■ **Lignes répertoriées**
○ ○ ○ ○

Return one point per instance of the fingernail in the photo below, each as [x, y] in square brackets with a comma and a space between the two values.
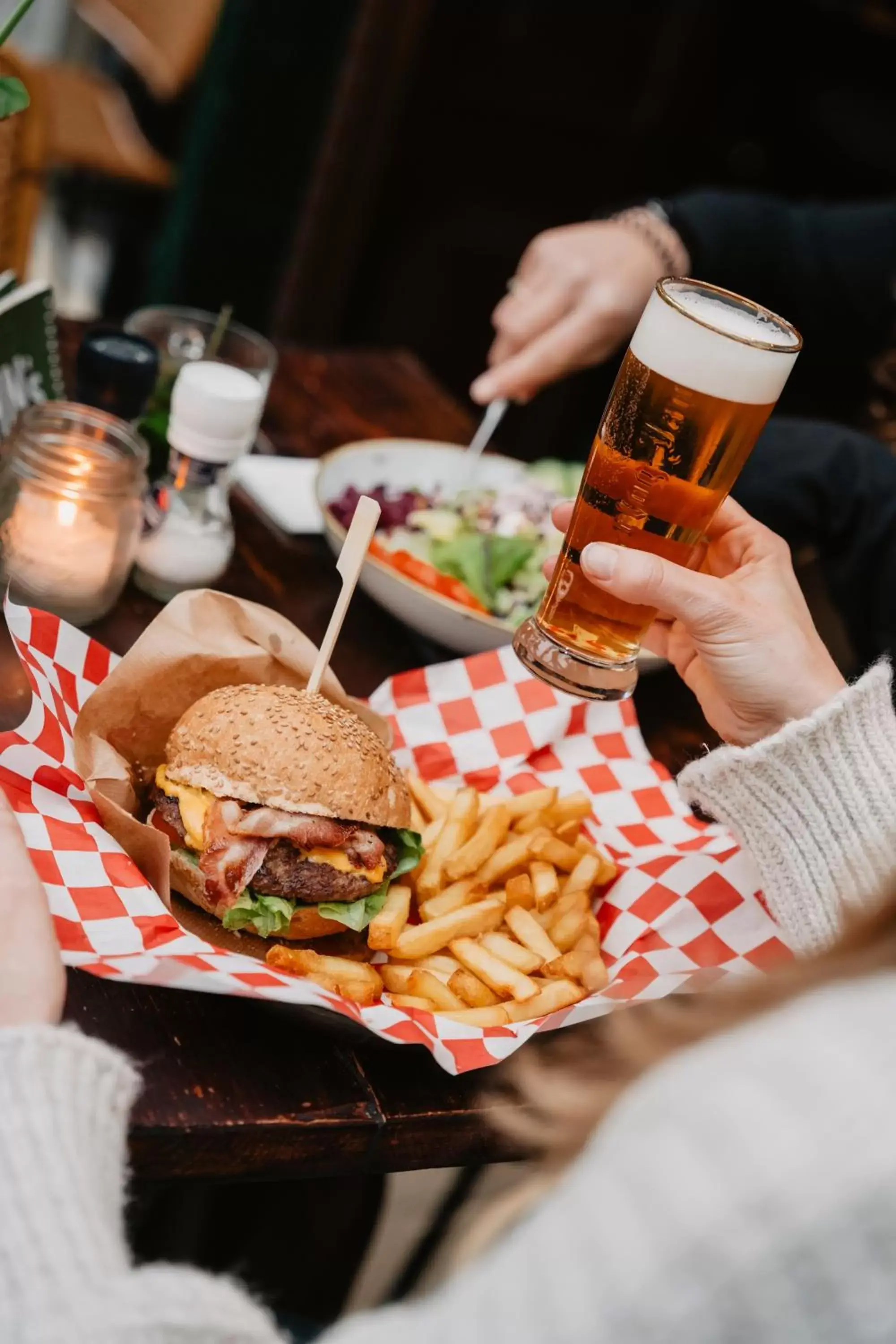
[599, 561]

○ ○ ○ ○

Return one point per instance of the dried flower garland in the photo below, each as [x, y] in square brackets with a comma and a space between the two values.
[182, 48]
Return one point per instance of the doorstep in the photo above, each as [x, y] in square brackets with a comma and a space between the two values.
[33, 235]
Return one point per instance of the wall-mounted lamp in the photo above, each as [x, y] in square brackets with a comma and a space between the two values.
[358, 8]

○ ○ ○ ○

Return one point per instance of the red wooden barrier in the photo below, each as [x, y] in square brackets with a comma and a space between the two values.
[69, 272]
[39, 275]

○ ○ ○ ○

■ **Consigne**
Rassemblez toutes les lignes ci-dessus qui contiennent la chaîne « point », en tenant compte de la casse.

■ **Corrigé**
Return one point per instance of the fingernail in the photo below, each as [x, y] in square brackets with a comma and a space between the two values.
Return one point per instance of the dried flower garland in the photo below, each as [x, y] in square brackets with a comma and a space between the two values.
Return one point per instance of the doorstep in the photo above, each as [x, y] in square brackets with a comma and a space between the two values.
Return one point per instance of the wall-mounted lamp in the photo above, each as [x, y] in square brackets with a comma and a space between the two values.
Return one point per instance of the red wooden barrier in the photo below, each as [x, y] in square brackets with a comma and a space between the two values.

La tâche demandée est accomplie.